→ Problem statement:
Each entry should be written out once more, exactly as given below.

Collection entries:
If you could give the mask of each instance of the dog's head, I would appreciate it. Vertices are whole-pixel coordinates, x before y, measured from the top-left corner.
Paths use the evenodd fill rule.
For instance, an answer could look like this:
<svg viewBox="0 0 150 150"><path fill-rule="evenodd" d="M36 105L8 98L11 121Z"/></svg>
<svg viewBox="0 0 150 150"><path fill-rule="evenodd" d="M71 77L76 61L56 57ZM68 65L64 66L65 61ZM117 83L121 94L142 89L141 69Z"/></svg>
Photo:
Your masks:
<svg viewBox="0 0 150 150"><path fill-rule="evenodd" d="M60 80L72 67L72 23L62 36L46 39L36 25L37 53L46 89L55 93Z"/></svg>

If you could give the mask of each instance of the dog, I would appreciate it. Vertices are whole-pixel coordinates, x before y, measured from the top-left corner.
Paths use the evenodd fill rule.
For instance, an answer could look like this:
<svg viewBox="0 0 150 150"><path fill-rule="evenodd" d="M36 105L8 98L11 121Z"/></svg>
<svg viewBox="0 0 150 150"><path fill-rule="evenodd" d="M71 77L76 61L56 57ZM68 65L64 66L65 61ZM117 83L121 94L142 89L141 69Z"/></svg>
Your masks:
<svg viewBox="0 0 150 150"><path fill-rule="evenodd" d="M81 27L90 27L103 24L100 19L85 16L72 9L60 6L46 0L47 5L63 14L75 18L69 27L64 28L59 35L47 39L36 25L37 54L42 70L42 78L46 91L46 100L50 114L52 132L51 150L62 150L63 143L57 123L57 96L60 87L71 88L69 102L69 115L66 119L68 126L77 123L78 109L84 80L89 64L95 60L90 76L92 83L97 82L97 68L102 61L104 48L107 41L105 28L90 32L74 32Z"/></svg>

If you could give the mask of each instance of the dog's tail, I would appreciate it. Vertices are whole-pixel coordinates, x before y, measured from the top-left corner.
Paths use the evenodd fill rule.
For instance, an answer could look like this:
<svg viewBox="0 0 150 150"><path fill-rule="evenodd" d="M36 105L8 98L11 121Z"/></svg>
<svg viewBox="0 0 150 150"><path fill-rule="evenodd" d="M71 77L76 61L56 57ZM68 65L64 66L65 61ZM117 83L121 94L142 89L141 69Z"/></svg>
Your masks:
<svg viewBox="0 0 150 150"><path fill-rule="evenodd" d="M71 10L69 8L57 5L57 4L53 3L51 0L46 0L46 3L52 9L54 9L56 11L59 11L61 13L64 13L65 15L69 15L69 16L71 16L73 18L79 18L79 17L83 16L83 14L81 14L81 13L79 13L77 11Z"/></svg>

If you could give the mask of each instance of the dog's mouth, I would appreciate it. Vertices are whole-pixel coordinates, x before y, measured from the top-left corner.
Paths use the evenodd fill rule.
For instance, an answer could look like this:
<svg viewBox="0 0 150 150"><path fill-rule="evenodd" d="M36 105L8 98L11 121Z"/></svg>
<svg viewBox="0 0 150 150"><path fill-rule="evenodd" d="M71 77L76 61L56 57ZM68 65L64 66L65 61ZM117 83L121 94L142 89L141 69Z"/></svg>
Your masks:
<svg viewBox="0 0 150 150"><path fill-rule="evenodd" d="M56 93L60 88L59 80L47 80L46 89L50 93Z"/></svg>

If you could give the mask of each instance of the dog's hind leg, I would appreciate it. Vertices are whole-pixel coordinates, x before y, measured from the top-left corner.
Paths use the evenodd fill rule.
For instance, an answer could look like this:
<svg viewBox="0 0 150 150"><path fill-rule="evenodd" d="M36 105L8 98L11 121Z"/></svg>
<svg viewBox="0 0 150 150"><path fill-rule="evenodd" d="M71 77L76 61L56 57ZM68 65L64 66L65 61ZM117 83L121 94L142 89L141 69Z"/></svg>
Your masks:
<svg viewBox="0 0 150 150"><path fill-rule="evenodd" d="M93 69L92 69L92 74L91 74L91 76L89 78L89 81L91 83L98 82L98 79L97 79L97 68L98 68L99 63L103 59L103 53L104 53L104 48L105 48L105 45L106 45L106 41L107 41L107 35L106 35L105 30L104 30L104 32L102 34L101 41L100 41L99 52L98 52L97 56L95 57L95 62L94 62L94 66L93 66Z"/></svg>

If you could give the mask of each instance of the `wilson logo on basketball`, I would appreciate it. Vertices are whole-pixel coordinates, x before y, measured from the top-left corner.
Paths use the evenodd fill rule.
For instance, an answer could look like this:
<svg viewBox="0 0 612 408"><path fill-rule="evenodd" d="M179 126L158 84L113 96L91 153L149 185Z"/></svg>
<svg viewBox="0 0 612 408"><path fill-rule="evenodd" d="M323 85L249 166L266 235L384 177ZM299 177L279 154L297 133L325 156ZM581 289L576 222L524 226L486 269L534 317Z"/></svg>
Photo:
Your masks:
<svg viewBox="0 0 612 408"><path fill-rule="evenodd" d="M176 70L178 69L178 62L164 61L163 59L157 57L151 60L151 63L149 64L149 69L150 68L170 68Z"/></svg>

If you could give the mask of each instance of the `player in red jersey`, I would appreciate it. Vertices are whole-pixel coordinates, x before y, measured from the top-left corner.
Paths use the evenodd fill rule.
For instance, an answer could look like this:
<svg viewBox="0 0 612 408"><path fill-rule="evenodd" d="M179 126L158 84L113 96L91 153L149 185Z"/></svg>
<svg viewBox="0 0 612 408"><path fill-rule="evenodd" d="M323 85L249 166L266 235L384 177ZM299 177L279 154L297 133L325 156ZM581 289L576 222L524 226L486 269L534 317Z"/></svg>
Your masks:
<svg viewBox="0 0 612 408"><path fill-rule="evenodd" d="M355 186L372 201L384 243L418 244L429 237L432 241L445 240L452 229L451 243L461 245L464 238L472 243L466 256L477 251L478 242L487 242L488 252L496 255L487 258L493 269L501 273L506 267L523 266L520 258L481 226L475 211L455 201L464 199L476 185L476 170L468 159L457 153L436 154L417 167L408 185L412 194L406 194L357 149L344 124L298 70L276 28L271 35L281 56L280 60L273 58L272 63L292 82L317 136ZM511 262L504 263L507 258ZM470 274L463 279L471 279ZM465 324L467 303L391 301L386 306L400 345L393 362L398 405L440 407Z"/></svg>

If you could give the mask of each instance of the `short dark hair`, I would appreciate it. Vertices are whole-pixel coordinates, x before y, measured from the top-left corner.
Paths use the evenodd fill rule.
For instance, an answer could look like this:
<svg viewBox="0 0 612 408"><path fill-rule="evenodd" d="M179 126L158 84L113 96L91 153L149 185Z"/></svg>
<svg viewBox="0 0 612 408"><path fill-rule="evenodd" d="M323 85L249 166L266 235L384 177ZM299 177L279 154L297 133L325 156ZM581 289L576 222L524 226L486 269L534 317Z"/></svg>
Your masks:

→ Answer:
If you could give the mask of each instance of the dog's head, I would appreciate it. Vertices are whole-pixel coordinates, x before y, measured from the top-left corner.
Paths use the evenodd fill rule.
For instance, an answer could look like this:
<svg viewBox="0 0 150 150"><path fill-rule="evenodd" d="M36 105L8 98L11 121Z"/></svg>
<svg viewBox="0 0 150 150"><path fill-rule="evenodd" d="M71 77L76 61L56 57ZM68 65L64 66L65 61ZM117 83L121 94L142 89L141 69Z"/></svg>
Photo:
Your masks:
<svg viewBox="0 0 150 150"><path fill-rule="evenodd" d="M60 80L72 67L72 23L62 36L46 39L36 25L37 53L46 89L55 93Z"/></svg>

If you could give the mask of each instance of the dog, I would appreciate it. Vertices are whole-pixel coordinates, x before y, measured from the top-left corner.
Paths use the evenodd fill rule.
For instance, an answer could look like this:
<svg viewBox="0 0 150 150"><path fill-rule="evenodd" d="M36 105L8 98L11 121Z"/></svg>
<svg viewBox="0 0 150 150"><path fill-rule="evenodd" d="M71 77L76 61L56 57ZM68 65L64 66L65 61ZM117 83L121 94L142 89L141 69Z"/></svg>
Your masks:
<svg viewBox="0 0 150 150"><path fill-rule="evenodd" d="M81 27L90 27L103 24L100 19L85 16L72 9L60 6L46 0L47 5L63 14L75 18L69 27L64 28L59 35L47 39L36 25L37 54L42 70L42 78L46 91L46 100L50 114L52 132L51 150L62 150L63 143L57 123L57 96L60 87L71 88L69 102L69 115L66 119L68 126L77 123L78 109L84 80L89 64L95 60L90 76L92 83L97 82L97 68L102 61L104 48L107 41L105 28L90 32L74 32Z"/></svg>

If you could give the mask of each instance of the dog's tail, I would appreciate it. Vertices are whole-pixel coordinates, x before y, measured from the top-left corner.
Paths use the evenodd fill rule.
For instance, an answer could look like this:
<svg viewBox="0 0 150 150"><path fill-rule="evenodd" d="M36 105L8 98L11 121Z"/></svg>
<svg viewBox="0 0 150 150"><path fill-rule="evenodd" d="M71 77L76 61L56 57ZM68 65L64 66L65 61ZM117 83L121 94L142 89L141 69Z"/></svg>
Your masks:
<svg viewBox="0 0 150 150"><path fill-rule="evenodd" d="M71 10L69 8L57 5L57 4L53 3L51 0L46 0L46 3L52 9L54 9L56 11L59 11L61 13L64 13L65 15L69 15L69 16L71 16L73 18L79 18L79 17L83 16L83 14L81 14L81 13L79 13L77 11Z"/></svg>

If you could give the mask of each instance of the dog's mouth, I would appreciate it. Vertices are whole-pixel coordinates, x before y, measured from the top-left corner.
Paths use the evenodd fill rule.
For instance, an answer could look like this:
<svg viewBox="0 0 150 150"><path fill-rule="evenodd" d="M36 105L8 98L11 121Z"/></svg>
<svg viewBox="0 0 150 150"><path fill-rule="evenodd" d="M71 77L76 61L56 57ZM68 65L64 66L65 61ZM117 83L121 94L142 89L141 69Z"/></svg>
Your masks:
<svg viewBox="0 0 150 150"><path fill-rule="evenodd" d="M56 93L60 88L59 80L47 80L46 89L50 93Z"/></svg>

If you could give the mask of each instance of the dog's hind leg, I would appreciate it. Vertices are whole-pixel coordinates, x before y, measured from the top-left corner.
Paths use the evenodd fill rule.
For instance, an answer could look like this:
<svg viewBox="0 0 150 150"><path fill-rule="evenodd" d="M36 105L8 98L11 121Z"/></svg>
<svg viewBox="0 0 150 150"><path fill-rule="evenodd" d="M71 77L76 61L56 57ZM68 65L64 66L65 61ZM117 83L121 94L142 89L141 69Z"/></svg>
Your masks:
<svg viewBox="0 0 150 150"><path fill-rule="evenodd" d="M93 69L92 69L92 74L91 74L91 76L89 78L89 81L91 83L98 82L98 79L97 79L97 68L98 68L99 63L103 59L103 53L104 53L104 48L105 48L105 45L106 45L106 41L107 41L107 35L106 35L105 30L104 30L104 32L102 34L101 41L100 41L99 52L98 52L97 56L95 57L95 62L94 62L94 66L93 66Z"/></svg>

If you could give the mask of each instance of the `wilson logo on basketball`, I would appreciate it. Vertices are whole-pixel coordinates, x before y, measured from the top-left corner.
Paths use the evenodd fill rule.
For instance, an answer could look like this:
<svg viewBox="0 0 612 408"><path fill-rule="evenodd" d="M179 126L158 84L113 96L91 153L149 185Z"/></svg>
<svg viewBox="0 0 612 408"><path fill-rule="evenodd" d="M323 85L249 166L266 235L384 177ZM299 177L279 154L297 133L325 156ZM581 289L576 222L524 226L486 269L534 317Z"/></svg>
Photo:
Your masks:
<svg viewBox="0 0 612 408"><path fill-rule="evenodd" d="M176 70L178 69L178 62L164 61L163 59L157 57L151 60L151 63L149 64L149 69L150 68L170 68Z"/></svg>

If you could give the mask of each instance of the `player in red jersey`, I would appreciate it. Vertices are whole-pixel coordinates, x before y, measured from the top-left corner.
Paths use the evenodd fill rule.
For instance, an answer could look like this:
<svg viewBox="0 0 612 408"><path fill-rule="evenodd" d="M179 126L158 84L113 96L91 153L149 185Z"/></svg>
<svg viewBox="0 0 612 408"><path fill-rule="evenodd" d="M323 85L249 166L266 235L384 177ZM299 177L279 154L297 133L325 156ZM581 289L576 222L524 226L486 269L534 317Z"/></svg>
Your masks:
<svg viewBox="0 0 612 408"><path fill-rule="evenodd" d="M355 186L372 201L384 243L418 244L429 237L432 241L445 240L452 229L451 243L461 245L464 238L472 243L466 256L477 251L478 242L487 242L488 252L496 255L487 258L493 269L501 273L506 267L523 266L520 258L481 226L475 211L455 201L464 199L476 185L476 170L468 159L457 153L436 154L417 167L408 185L412 194L406 194L357 149L344 124L298 70L276 28L271 35L281 56L280 60L273 58L272 63L292 82L317 136ZM511 262L504 263L507 258ZM470 274L463 279L471 279ZM465 324L467 303L391 301L386 306L400 345L393 362L398 405L440 407Z"/></svg>

If you could give the mask of each instance of the `short dark hair`, I would appreciate it. Vertices are whole-pixel coordinates, x before y, measured from the top-left corner.
Paths use the evenodd fill rule.
For instance, an answer could look like this:
<svg viewBox="0 0 612 408"><path fill-rule="evenodd" d="M179 126L158 84L113 96L91 153L149 185Z"/></svg>
<svg viewBox="0 0 612 408"><path fill-rule="evenodd" d="M323 85L249 166L266 235L384 177ZM299 177L279 154L297 133L325 156ZM581 289L576 222L524 226L486 269L534 317Z"/></svg>
Your masks:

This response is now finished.